(Auszug)

Augsburger Allgemeine (Land West)
80 Jähriger stiehlt Tütensuppe
Ein Rentner, der 30 Jahre im Gefängnis saß, hatte kein Geld
Karl A.* ist vor einigen Monaten 80 Jahre alt geworden. Groß gefeiert wird er nicht haben. Er lebt von Sozialhilfe. Und er hat ein Leben hinter sich, das wenig Anlass zum Feiern gibt. Rund 30 Jahre hat er insgesamt hinter Zellengittern im Gefängnis verbracht. Sein 28 Einträge umfassendes Strafregister beginnt 1954 mit einem Urteil wegen Einbruchs. Es folgen Strafen unter anderem wegen schweren Raubes, Gefangenenbefreiung und Notzucht, wie der Tatbestand der Vergewaltigung früher bezeichnet wurde. Zuletzt hat er eine Haftstrafe von fast sieben Jahren wegen eines Raubüberfalles abgesessen.

(Aufgabenstellung)
**a)** Fasse den Auszug über den 80-jährigen Rentner in zwei Sätzen zusammen.
**b)** Führe den Bericht über den Tütensuppen-Diebstahl im Anschluss an seinen letzten Satz weiter.

(Bereitgestellte Angaben)
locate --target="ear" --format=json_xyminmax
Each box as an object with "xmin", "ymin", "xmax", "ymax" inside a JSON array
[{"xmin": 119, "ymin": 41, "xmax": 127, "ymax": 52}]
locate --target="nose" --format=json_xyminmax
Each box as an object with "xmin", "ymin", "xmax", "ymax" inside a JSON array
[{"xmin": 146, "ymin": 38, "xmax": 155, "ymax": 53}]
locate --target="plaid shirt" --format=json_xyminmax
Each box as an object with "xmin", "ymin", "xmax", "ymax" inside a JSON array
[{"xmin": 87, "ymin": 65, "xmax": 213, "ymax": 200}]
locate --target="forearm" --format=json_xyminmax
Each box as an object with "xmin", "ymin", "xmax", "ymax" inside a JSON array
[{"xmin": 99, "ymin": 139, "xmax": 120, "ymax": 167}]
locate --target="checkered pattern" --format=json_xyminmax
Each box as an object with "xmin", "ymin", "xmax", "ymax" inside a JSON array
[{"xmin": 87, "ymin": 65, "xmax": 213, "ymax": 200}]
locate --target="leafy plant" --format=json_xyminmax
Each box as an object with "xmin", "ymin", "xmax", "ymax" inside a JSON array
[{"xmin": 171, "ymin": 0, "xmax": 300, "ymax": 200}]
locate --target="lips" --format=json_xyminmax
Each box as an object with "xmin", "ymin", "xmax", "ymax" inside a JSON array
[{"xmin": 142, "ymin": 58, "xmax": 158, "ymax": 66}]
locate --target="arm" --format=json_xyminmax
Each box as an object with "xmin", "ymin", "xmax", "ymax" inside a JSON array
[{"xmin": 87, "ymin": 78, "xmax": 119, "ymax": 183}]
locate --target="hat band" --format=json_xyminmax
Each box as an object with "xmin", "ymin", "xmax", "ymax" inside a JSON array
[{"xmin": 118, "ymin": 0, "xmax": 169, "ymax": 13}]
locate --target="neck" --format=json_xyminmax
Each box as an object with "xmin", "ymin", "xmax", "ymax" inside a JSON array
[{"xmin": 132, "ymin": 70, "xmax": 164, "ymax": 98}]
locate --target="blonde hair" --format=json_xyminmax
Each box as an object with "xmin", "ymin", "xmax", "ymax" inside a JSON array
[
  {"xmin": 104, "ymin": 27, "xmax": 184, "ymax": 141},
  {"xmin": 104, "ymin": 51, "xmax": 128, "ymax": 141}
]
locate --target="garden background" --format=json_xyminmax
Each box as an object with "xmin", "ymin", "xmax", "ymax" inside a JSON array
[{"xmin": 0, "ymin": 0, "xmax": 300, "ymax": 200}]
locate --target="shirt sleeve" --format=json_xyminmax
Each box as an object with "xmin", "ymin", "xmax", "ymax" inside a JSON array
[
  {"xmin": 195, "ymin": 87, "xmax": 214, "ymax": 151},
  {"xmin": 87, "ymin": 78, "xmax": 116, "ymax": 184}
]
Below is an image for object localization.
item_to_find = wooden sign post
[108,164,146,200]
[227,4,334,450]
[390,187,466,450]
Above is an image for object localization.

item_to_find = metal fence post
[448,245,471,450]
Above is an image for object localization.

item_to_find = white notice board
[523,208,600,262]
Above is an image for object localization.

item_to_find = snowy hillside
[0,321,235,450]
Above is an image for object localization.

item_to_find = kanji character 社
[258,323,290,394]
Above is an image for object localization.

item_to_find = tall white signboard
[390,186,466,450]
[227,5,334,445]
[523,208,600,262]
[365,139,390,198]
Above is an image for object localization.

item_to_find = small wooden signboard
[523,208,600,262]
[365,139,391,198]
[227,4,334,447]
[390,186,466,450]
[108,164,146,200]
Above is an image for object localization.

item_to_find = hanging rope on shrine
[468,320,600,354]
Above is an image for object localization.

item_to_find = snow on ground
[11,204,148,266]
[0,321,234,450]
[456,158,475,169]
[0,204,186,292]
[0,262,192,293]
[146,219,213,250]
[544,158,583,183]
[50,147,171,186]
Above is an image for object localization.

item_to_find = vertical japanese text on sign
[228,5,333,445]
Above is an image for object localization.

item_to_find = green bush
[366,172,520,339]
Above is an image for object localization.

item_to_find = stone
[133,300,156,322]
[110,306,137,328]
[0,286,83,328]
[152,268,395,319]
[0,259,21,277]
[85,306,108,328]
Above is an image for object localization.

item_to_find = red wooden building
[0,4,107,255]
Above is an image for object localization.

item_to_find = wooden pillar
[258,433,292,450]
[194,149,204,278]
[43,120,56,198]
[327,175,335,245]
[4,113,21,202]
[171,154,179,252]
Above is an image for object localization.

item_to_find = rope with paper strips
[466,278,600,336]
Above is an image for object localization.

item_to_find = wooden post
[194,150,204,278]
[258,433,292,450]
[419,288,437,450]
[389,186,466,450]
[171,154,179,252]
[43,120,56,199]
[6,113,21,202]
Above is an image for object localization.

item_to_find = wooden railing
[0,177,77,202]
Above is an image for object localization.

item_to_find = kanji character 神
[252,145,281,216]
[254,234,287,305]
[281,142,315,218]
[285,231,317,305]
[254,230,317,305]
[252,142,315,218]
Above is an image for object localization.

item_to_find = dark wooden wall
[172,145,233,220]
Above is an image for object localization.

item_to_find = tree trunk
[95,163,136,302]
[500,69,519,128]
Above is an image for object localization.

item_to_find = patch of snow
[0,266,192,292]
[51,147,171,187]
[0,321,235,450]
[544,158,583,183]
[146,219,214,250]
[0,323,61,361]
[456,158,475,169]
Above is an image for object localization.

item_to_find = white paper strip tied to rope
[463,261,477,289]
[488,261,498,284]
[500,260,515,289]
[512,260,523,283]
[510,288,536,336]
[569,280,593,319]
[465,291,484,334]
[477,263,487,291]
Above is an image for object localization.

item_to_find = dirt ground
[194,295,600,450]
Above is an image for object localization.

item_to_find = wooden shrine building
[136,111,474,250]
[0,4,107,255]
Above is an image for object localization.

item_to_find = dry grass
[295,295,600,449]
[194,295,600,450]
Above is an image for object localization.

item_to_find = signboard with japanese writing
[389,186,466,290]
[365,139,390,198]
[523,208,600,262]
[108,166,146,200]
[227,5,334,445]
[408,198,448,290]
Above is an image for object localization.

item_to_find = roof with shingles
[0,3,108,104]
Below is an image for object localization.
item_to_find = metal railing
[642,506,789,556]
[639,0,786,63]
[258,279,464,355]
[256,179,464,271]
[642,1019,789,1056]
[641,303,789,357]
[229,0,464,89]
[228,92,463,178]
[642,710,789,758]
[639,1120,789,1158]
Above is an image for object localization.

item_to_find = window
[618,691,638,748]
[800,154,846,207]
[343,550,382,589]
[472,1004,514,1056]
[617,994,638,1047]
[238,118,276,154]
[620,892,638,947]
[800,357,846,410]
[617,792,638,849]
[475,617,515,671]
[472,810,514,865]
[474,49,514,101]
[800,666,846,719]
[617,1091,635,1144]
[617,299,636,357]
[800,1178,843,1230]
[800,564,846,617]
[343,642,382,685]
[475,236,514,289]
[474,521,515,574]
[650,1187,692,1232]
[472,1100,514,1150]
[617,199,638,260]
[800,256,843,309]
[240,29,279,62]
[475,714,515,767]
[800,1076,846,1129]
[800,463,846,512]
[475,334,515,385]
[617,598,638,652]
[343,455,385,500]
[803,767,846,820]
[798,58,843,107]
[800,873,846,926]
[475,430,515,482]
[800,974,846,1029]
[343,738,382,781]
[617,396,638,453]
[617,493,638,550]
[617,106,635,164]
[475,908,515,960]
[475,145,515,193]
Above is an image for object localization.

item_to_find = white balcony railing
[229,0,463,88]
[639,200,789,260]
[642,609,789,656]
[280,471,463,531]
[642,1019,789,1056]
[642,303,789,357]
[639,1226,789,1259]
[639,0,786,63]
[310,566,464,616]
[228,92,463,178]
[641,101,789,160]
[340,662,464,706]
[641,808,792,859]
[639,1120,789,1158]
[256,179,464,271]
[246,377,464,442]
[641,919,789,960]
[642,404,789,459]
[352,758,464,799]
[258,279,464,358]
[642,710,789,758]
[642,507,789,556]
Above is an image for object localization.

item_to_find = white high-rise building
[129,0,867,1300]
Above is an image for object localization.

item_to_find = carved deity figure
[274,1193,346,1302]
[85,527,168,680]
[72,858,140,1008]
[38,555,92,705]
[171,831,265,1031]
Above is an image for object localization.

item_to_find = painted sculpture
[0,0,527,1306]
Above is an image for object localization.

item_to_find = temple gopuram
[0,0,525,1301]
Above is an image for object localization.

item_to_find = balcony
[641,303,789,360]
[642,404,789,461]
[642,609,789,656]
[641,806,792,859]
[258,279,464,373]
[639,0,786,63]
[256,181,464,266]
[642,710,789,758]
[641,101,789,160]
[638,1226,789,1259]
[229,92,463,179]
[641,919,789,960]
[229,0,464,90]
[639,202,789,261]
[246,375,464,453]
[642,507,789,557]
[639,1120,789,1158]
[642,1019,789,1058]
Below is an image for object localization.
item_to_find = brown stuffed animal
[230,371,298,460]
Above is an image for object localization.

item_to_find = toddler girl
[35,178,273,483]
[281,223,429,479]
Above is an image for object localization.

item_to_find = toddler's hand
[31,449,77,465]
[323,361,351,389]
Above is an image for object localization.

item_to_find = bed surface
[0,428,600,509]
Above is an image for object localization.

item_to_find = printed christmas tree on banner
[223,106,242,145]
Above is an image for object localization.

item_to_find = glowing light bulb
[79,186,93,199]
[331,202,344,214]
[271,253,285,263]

(Antworten)
**a)** Der 80-jährige Karl A., der von Sozialhilfe lebt und kein Geld hatte, hat eine Tütensuppe gestohlen. Er saß insgesamt rund 30 Jahre im Gefängnis, und sein Strafregister mit 28 Einträgen reicht von einem Einbruchsurteil 1954 über schweren Raub, Gefangenenbefreiung und Notzucht bis zu einer zuletzt fast siebenjährigen Haftstrafe wegen eines Raubüberfalles.

**b)**
Jetzt steht er erneut vor Gericht – wegen eines vergleichsweise kleinen Delikts. Man könnte es fast „Mundraub“nennen. In einem Supermarkt in Oberhausen hat er eine Tütensuppe, eine Packung Käse und ein Päckchen Butter für insgesamt 5,33 Euro in Hemd und Hose gestopft und ist ohne zu zahlen durch die Kasse gegangen. Er war in diesem zu Ende gehenden Monat völlig blank gewesen und hatte, als er vom Ladendetektiv erwischt wurde, keinen Cent in der Tasche. „Ich hatte nichts mehr zu essen“, begründet Karl A. vor Amtsrichterin Susanne Hillebrand seinen „Notstand“.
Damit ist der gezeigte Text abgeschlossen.